**Activity:**
What's needed is an exact copy of all the data below, without pictures.

**Dataset records:**
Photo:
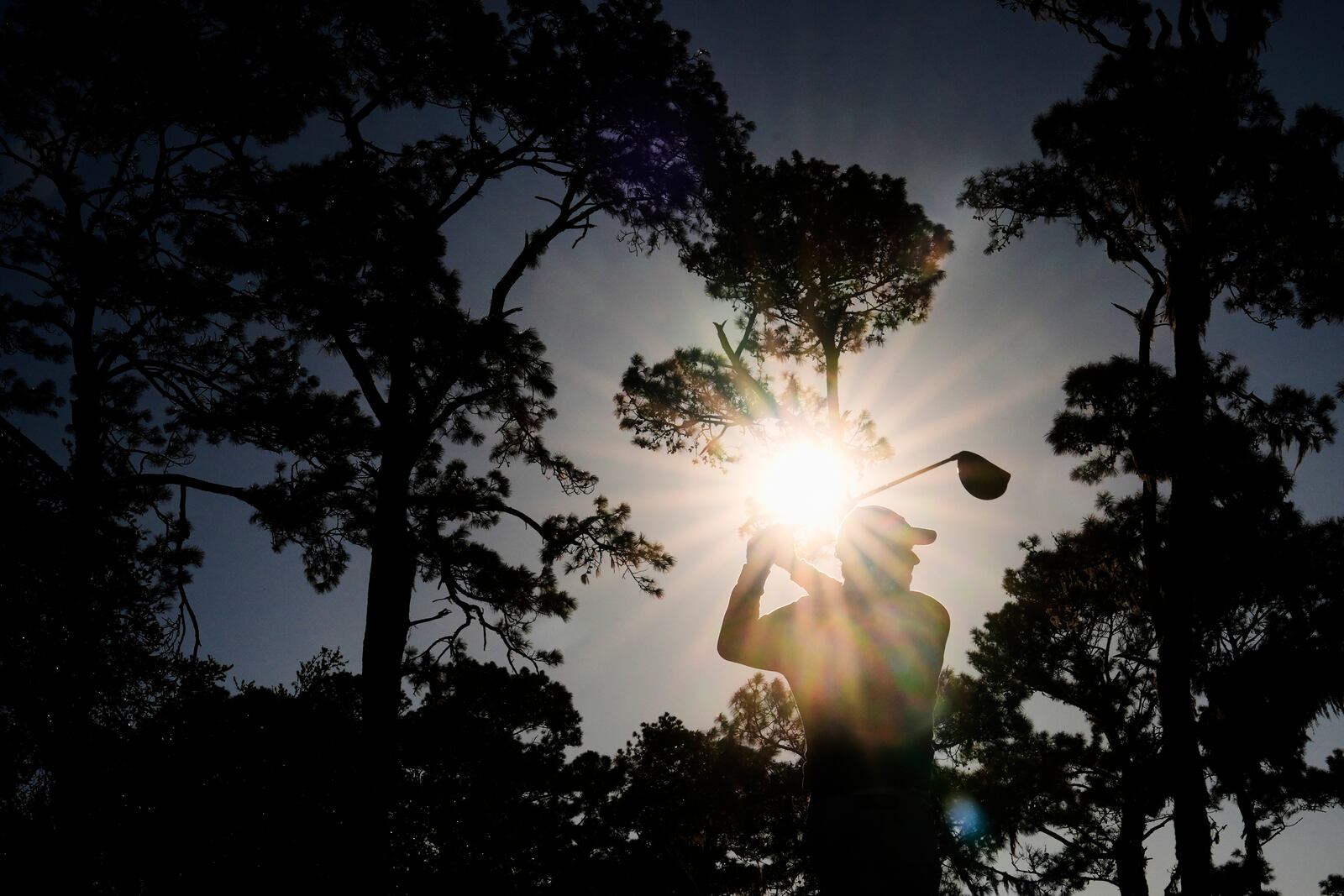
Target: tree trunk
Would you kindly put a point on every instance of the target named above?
(78, 609)
(1184, 765)
(832, 356)
(391, 578)
(1254, 849)
(1131, 860)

**Answer box:**
Photo:
Target: tree trunk
Would you kindly put a point on every instance of the target named above?
(78, 609)
(1184, 765)
(832, 356)
(391, 578)
(1254, 849)
(1131, 860)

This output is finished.